[やること 1] ブラジル渡航のトラブルについての本文から、「しかし、外務省はブラジルの複数の地域の治安について「十分注意」と指定しました。」から「領事館に相談に行きましょう。」までを、両はしの言葉も含めて一字一句そのまま書き写してください。
[やること 2] ブラジル渡航のトラブルについての本文に名前が出てくる書類や証明書を、すべて書き出してください。

[ページ本文]
------------
当初懸念された準備不足などの問題をよそに、ブラジルW杯が盛り上がりをみせています。
しかし、外務省はブラジルの複数の地域の治安について「十分注意」と指定しました。
そんな中、ブラジルに渡航した際、巻き込まれる可能性のあるいくつかのトラブルの対応策についてまとめてみました。
■パスポートをなくした
外国でパスポートを紛失したり、盗難にあった場合、現地の日本国大使館で手続きをしましょう。
手続きとしては、紛失の届けをし、同時に、新しいパスポートの申請をするか、帰国するための渡航書を申請するかの2つの方法があります。
紛失届をする際には、現地の警察署で発行してもらう盗難・紛失証明書等が必要です。なお、証明書を発行してもらえない場合は、最寄りの日本大使館又は総領事館に相談に行きましょう。
------------
[調べるデータ]
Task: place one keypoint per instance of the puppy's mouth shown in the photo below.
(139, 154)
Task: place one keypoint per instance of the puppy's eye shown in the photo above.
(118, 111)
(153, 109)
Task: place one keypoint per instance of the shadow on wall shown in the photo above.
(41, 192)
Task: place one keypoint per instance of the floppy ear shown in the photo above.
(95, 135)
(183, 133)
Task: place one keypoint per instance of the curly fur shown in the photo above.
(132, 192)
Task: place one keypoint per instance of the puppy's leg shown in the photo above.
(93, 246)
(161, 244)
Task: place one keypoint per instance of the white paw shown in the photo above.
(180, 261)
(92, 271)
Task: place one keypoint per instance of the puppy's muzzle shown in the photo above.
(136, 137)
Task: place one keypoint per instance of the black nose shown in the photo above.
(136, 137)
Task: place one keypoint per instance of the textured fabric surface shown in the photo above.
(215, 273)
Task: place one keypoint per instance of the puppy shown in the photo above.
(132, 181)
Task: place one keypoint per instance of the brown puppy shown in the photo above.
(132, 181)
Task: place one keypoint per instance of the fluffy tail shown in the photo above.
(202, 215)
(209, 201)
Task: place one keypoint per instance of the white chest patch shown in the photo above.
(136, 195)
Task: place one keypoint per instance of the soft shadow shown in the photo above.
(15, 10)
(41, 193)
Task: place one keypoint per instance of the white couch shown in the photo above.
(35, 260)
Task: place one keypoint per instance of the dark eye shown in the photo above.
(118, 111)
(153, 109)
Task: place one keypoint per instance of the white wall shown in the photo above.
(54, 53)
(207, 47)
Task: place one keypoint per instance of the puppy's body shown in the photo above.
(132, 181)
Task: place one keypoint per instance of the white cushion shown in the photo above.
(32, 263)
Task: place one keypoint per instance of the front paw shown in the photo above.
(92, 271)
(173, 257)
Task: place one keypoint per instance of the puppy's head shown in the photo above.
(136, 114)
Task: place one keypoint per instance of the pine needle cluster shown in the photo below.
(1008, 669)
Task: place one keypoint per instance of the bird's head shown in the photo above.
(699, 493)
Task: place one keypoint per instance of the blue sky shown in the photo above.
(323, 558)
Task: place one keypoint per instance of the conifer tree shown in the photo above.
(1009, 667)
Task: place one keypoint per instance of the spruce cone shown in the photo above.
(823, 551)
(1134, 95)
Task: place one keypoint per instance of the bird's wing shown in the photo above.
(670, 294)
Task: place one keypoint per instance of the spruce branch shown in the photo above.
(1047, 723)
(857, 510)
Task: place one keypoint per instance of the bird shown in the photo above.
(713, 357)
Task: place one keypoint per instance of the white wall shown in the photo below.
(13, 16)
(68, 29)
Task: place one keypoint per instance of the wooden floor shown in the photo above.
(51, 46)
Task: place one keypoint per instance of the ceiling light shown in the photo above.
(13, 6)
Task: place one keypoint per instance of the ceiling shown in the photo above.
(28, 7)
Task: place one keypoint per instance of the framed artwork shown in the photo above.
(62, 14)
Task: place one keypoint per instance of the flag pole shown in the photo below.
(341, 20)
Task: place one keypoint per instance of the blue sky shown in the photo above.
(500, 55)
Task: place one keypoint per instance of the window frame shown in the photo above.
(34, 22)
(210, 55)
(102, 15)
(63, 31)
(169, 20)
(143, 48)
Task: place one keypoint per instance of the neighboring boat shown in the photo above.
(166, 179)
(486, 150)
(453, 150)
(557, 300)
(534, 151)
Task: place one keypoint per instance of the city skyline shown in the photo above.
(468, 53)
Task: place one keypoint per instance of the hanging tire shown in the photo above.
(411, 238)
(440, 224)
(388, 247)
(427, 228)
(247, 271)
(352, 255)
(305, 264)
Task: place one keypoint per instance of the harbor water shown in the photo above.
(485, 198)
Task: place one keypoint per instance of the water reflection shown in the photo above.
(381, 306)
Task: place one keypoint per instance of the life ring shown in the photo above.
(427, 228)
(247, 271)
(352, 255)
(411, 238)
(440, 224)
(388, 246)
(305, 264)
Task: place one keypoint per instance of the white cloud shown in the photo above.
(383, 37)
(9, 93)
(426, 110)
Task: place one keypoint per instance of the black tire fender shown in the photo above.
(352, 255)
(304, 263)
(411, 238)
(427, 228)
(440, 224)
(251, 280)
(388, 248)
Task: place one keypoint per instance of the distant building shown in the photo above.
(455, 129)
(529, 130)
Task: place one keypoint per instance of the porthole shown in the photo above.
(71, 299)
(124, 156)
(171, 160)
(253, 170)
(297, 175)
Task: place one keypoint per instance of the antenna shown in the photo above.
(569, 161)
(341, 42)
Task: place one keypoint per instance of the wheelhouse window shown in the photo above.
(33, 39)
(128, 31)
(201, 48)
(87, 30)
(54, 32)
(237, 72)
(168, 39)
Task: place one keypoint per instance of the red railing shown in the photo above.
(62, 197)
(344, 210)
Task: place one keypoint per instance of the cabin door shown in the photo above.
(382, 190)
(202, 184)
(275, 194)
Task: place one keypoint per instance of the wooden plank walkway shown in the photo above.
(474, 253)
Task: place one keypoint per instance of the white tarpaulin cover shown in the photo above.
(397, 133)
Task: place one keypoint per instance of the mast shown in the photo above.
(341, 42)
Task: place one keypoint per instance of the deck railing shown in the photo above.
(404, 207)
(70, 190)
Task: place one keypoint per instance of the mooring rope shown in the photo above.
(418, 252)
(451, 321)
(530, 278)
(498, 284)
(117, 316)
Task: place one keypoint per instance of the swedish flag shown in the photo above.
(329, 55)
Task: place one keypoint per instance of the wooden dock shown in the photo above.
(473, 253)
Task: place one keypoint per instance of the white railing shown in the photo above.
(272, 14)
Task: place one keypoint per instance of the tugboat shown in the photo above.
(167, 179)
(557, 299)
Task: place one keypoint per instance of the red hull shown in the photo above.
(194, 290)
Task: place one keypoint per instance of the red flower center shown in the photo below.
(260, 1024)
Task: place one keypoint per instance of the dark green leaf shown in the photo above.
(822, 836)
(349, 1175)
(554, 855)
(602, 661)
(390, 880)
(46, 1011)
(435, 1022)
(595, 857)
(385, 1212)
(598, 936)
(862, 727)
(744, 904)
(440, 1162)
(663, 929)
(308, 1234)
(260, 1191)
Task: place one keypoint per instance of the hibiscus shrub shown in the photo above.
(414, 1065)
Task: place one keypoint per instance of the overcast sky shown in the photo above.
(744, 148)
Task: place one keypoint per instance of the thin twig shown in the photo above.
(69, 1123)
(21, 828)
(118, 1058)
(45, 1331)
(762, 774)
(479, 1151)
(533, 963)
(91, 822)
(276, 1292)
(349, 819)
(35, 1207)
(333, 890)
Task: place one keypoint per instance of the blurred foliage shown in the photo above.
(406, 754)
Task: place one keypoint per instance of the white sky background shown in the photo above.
------------
[答え 1]
しかし、外務省はブラジルの複数の地域の治安について「十分注意」と指定しました。
そんな中、ブラジルに渡航した際、巻き込まれる可能性のあるいくつかのトラブルの対応策についてまとめてみました。
■パスポートをなくした
外国でパスポートを紛失したり、盗難にあった場合、現地の日本国大使館で手続きをしましょう。
手続きとしては、紛失の届けをし、同時に、新しいパスポートの申請をするか、帰国するための渡航書を申請するかの2つの方法があります。
紛失届をする際には、現地の警察署で発行してもらう盗難・紛失証明書等が必要です。なお、証明書を発行してもらえない場合は、最寄りの日本大使館又は総領事館に相談に行きましょう。

[答え 2]
- パスポート
- 渡航書
- 紛失届
- 盗難・紛失証明書